* _THE PROBLEM_
Beginning with the line below that contains "box: [158, 280, 175, 295]" and ending with the line that contains "negative clicks: (340, 162) (301, 158)", copy every line exactly. Copy nothing else.

-- Opening Marker --

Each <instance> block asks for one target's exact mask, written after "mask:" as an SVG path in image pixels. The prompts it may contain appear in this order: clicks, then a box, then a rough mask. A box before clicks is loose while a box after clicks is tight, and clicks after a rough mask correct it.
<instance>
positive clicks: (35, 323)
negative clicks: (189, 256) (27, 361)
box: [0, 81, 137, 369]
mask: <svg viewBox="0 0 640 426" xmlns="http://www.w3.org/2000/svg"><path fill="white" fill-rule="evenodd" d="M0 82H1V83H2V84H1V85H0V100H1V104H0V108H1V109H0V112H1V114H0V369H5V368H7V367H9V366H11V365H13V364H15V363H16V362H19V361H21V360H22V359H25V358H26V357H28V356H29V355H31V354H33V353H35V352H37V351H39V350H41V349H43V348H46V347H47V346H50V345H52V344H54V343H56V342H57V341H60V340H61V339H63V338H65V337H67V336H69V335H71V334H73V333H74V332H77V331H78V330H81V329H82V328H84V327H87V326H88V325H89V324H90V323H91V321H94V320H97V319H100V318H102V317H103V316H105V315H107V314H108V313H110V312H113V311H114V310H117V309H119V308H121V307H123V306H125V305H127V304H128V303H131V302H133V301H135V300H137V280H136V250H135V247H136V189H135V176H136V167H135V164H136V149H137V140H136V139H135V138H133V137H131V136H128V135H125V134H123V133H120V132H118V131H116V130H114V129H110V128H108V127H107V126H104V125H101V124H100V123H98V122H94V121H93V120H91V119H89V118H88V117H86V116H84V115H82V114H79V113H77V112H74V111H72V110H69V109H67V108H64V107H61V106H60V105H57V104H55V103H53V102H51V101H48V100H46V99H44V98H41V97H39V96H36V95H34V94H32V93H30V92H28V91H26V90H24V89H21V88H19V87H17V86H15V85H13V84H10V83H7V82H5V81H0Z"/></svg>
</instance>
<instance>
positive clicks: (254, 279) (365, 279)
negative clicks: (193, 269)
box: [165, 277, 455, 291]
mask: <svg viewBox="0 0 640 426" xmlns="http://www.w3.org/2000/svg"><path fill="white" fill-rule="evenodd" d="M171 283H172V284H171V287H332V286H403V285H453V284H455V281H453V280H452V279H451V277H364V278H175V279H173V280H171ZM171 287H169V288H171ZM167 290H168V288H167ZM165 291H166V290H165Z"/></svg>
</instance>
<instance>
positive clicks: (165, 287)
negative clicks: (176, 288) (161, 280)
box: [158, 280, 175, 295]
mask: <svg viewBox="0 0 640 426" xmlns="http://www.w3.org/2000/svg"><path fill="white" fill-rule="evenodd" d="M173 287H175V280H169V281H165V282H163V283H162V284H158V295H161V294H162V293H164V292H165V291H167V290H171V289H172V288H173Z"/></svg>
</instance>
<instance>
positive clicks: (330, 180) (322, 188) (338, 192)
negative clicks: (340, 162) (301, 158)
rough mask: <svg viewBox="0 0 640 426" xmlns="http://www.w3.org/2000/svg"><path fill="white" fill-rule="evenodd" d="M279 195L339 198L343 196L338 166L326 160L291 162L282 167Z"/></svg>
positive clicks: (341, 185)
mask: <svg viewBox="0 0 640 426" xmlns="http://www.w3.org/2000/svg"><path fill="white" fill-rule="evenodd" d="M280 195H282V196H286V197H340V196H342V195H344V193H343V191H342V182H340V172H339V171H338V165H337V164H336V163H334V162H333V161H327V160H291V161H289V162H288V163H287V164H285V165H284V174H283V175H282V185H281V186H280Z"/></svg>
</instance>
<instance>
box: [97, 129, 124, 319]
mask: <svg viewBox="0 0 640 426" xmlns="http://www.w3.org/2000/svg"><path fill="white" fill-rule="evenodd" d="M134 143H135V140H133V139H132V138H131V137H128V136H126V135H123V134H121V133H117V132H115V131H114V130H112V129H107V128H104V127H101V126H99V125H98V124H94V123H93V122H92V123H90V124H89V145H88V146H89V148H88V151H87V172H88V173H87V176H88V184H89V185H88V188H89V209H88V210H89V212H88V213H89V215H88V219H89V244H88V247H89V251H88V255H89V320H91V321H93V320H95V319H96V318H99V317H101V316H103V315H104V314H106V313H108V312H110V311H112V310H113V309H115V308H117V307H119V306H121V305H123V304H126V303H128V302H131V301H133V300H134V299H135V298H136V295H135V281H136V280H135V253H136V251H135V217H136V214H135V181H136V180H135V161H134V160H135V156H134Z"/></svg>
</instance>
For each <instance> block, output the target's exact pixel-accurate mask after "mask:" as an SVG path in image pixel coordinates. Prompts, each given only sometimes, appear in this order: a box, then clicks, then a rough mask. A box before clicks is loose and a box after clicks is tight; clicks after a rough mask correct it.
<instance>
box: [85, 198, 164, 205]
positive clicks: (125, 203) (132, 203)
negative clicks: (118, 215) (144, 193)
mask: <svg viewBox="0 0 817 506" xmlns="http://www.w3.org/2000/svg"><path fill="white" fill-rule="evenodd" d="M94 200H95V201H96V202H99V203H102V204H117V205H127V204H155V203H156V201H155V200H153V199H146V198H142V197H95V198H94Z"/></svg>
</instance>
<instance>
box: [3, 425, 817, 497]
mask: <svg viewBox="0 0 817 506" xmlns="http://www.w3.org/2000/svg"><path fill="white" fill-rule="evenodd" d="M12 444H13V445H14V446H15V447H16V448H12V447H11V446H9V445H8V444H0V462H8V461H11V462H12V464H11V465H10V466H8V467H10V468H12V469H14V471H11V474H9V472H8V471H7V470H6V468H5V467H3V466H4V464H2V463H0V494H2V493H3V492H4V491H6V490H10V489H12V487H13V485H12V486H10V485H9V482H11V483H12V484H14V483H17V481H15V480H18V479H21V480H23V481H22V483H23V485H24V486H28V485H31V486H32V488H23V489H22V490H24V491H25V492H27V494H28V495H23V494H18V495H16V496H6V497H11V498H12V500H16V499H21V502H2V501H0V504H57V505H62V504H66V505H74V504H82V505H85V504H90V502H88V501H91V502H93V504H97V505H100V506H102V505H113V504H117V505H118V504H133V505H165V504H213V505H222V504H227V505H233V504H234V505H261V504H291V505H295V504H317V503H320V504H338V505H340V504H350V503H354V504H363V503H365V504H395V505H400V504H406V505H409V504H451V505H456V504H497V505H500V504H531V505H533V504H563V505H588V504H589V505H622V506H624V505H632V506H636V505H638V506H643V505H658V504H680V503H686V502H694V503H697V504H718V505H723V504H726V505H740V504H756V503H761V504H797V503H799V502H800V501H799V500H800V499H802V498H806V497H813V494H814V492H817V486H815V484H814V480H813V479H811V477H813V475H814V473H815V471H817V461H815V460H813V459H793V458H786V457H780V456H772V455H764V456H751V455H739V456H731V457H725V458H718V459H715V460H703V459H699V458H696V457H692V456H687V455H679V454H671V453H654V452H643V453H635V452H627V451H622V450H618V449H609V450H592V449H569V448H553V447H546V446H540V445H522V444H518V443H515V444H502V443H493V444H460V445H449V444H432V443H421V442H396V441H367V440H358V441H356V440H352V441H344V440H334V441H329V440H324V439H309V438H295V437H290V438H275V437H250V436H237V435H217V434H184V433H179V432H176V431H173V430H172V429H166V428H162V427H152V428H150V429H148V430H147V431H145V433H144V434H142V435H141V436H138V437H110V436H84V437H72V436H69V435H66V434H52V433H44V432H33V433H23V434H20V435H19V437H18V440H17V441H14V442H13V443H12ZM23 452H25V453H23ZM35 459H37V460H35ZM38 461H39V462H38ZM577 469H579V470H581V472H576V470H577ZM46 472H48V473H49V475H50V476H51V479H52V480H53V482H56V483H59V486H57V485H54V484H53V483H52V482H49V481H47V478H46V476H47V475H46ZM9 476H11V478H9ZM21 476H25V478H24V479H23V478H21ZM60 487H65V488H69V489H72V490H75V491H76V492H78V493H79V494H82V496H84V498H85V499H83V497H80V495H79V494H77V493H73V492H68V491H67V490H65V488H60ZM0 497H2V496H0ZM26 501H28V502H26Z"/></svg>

-- Closing Marker --

* _WORKED SOLUTION_
box: [158, 280, 175, 295]
mask: <svg viewBox="0 0 640 426" xmlns="http://www.w3.org/2000/svg"><path fill="white" fill-rule="evenodd" d="M173 287H175V280H169V281H165V282H163V283H162V284H158V295H161V294H162V293H164V292H165V291H167V290H171V289H172V288H173Z"/></svg>
</instance>
<instance>
positive clicks: (330, 180) (322, 188) (338, 192)
negative clicks: (340, 162) (301, 158)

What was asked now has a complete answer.